Примеры разметки точками:
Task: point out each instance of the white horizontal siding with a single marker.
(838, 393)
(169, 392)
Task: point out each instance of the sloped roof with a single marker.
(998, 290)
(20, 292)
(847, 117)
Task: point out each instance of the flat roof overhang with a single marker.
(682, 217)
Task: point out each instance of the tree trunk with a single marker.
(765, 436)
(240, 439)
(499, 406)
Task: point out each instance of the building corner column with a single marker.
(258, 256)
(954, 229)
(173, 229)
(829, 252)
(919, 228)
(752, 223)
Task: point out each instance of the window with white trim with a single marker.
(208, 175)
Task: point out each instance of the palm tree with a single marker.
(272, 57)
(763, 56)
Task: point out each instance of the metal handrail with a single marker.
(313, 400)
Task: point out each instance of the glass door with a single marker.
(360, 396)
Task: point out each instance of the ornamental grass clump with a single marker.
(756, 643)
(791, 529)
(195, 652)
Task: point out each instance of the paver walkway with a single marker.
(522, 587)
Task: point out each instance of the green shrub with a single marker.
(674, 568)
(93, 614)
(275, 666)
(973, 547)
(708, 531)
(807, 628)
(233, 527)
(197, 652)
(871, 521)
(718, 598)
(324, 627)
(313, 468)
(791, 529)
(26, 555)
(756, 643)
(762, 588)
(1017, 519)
...
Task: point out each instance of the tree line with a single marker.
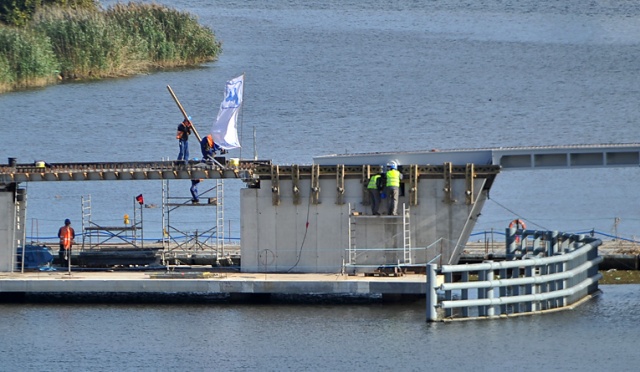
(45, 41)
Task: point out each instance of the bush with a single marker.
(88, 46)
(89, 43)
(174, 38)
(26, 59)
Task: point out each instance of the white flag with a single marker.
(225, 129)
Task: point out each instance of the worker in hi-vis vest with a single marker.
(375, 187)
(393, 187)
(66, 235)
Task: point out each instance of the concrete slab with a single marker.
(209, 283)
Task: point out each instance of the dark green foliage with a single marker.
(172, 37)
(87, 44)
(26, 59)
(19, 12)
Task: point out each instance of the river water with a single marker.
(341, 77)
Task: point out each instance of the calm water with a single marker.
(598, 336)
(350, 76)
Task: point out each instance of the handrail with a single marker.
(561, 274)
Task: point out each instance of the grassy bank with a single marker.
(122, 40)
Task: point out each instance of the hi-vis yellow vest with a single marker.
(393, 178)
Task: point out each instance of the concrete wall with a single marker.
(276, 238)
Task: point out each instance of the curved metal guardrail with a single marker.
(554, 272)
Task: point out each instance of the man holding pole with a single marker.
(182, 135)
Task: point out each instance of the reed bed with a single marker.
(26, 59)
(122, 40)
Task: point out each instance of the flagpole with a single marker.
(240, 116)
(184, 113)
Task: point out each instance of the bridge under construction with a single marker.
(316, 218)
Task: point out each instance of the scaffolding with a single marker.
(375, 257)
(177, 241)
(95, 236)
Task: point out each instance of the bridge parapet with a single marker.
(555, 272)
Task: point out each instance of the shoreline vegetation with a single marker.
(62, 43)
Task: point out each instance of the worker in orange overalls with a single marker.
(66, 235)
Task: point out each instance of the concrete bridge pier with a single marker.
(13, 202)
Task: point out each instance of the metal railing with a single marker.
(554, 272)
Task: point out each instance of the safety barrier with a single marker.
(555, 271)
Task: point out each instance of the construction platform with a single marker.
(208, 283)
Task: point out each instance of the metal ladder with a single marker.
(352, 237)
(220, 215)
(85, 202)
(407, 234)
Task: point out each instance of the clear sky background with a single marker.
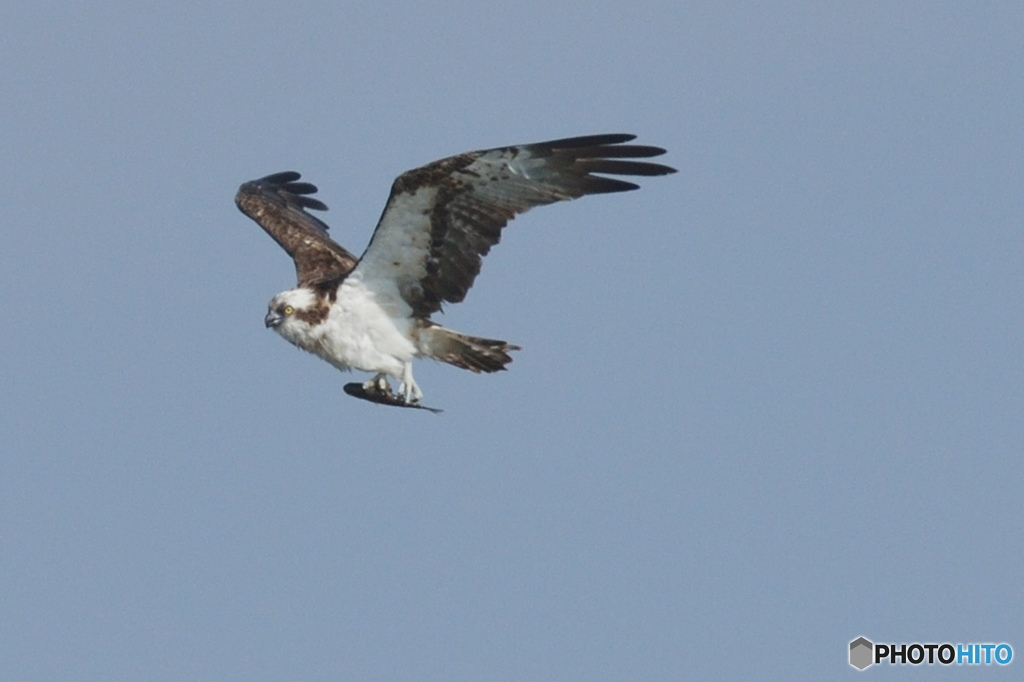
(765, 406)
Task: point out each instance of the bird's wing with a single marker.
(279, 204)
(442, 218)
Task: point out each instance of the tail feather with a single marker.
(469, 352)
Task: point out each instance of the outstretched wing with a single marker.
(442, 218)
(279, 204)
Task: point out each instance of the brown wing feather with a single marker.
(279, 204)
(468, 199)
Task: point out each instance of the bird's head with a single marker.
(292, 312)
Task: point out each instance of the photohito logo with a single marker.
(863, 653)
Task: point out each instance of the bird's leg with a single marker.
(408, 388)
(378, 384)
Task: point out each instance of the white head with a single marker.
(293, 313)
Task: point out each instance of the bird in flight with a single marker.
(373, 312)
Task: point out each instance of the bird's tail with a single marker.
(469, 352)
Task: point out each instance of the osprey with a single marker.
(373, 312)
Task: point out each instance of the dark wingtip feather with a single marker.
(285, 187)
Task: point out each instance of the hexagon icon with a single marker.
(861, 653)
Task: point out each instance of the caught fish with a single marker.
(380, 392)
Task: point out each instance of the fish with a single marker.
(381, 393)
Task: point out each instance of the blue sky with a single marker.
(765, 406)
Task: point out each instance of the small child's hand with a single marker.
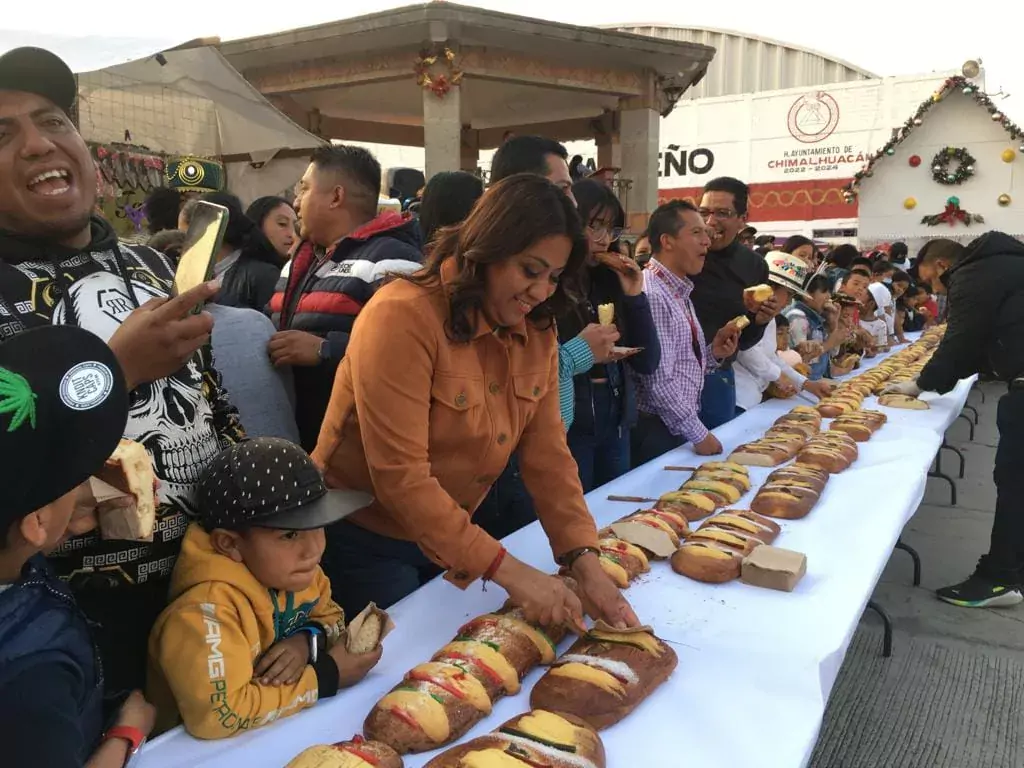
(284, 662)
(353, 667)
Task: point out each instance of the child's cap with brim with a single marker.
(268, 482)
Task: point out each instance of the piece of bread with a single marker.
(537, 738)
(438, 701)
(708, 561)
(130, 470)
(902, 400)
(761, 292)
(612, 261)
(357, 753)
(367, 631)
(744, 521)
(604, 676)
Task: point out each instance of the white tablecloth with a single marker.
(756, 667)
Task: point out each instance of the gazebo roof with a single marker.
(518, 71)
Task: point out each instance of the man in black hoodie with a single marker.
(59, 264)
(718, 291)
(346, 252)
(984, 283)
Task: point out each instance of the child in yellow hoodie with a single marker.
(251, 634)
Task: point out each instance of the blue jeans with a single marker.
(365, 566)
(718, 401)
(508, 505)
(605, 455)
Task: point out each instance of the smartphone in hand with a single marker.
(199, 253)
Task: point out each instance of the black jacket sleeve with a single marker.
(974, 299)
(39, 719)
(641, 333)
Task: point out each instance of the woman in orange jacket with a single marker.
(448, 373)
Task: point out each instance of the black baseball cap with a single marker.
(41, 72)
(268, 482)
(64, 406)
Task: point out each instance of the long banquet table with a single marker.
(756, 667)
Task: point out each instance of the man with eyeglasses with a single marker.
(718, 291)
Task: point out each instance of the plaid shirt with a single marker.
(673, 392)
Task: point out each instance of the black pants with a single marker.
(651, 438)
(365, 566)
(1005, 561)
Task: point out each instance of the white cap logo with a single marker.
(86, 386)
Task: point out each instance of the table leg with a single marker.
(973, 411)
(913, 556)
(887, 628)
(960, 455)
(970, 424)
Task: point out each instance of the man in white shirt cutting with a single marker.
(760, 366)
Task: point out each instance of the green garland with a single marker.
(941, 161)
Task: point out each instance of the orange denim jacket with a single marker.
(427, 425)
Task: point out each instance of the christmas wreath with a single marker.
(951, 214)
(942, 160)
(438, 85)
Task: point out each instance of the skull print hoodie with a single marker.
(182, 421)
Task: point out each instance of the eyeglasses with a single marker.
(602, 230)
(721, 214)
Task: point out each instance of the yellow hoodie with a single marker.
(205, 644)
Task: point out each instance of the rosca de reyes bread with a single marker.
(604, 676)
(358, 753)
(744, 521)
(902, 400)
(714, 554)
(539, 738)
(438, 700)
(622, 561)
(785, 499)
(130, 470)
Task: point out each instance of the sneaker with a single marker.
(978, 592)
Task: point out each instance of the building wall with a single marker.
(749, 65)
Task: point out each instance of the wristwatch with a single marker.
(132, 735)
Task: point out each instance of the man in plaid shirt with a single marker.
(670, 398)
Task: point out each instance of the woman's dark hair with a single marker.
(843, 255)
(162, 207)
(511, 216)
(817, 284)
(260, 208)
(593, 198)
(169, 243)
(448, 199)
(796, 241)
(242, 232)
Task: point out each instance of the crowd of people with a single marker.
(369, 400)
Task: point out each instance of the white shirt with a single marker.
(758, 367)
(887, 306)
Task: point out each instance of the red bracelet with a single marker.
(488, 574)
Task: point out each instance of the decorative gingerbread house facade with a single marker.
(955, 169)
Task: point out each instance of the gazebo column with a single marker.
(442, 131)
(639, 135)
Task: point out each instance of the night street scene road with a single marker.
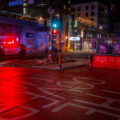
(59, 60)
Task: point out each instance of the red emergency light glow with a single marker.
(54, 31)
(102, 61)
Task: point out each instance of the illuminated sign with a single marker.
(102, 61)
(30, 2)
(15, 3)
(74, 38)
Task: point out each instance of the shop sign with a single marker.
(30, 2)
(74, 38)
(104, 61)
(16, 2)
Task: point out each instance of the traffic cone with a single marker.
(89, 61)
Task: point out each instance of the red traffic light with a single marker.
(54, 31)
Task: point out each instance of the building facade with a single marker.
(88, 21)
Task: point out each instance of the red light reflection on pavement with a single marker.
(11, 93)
==
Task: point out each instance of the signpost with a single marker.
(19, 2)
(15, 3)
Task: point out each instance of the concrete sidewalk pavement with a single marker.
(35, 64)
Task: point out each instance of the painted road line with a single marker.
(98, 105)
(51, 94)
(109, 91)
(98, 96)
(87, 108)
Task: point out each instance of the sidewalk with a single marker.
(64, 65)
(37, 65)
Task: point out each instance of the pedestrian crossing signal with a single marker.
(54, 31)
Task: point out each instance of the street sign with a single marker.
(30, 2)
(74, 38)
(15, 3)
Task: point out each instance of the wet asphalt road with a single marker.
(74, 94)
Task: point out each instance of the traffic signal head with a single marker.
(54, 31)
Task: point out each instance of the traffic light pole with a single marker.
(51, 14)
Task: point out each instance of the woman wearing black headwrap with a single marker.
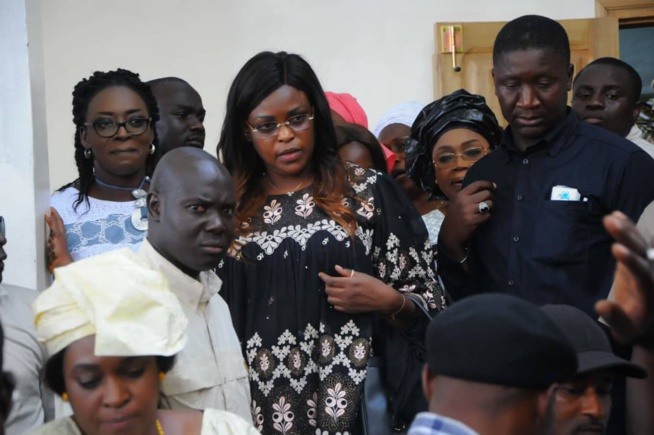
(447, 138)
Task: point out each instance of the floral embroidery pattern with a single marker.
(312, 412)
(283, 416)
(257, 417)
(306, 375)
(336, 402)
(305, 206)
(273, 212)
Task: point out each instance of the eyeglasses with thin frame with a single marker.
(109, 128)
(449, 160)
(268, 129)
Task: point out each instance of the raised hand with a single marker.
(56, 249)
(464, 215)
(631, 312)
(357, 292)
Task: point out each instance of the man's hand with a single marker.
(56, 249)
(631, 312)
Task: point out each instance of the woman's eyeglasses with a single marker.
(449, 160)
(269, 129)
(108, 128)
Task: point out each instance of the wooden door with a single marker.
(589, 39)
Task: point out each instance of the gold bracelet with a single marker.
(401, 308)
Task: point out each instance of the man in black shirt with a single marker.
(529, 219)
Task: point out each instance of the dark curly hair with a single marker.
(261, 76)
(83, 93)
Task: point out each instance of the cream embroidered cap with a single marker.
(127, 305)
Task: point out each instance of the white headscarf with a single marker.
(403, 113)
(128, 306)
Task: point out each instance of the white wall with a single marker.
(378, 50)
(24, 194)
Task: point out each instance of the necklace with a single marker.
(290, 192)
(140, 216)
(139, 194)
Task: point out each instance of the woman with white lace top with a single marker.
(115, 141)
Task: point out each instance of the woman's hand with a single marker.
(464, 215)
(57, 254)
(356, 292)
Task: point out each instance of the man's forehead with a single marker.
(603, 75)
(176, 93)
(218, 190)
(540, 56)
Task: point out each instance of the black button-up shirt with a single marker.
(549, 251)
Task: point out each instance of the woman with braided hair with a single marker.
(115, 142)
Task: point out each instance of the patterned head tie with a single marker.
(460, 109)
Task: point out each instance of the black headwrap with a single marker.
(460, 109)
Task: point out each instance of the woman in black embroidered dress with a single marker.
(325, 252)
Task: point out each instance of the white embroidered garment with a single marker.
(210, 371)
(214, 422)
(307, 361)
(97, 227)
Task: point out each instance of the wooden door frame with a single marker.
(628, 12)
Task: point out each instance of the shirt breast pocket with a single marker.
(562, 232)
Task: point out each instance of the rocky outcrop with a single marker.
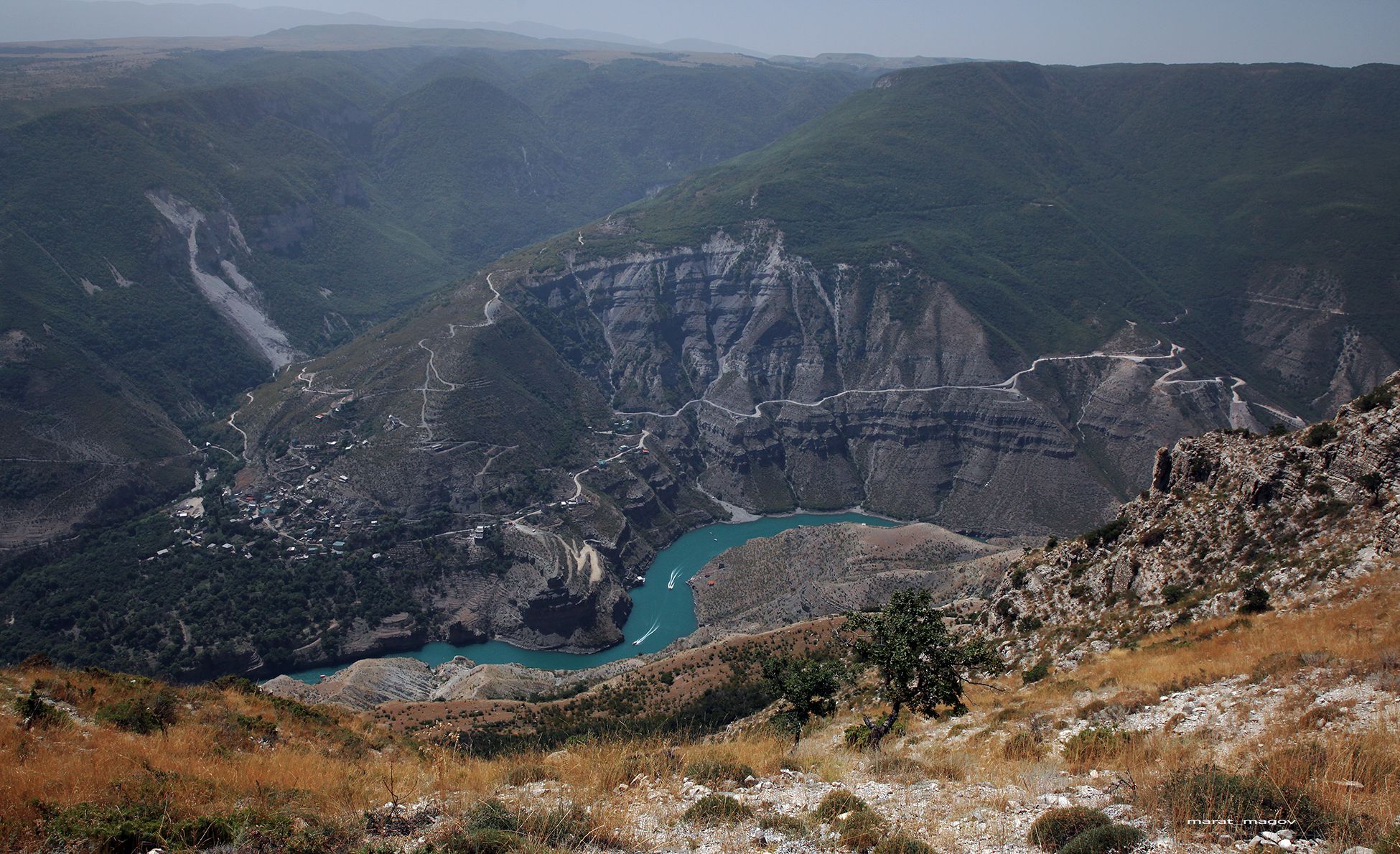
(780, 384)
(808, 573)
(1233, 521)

Что требуется: Сосчитайте строки записей, в которых есть слово «dark». Укажите только число.

Решение: 4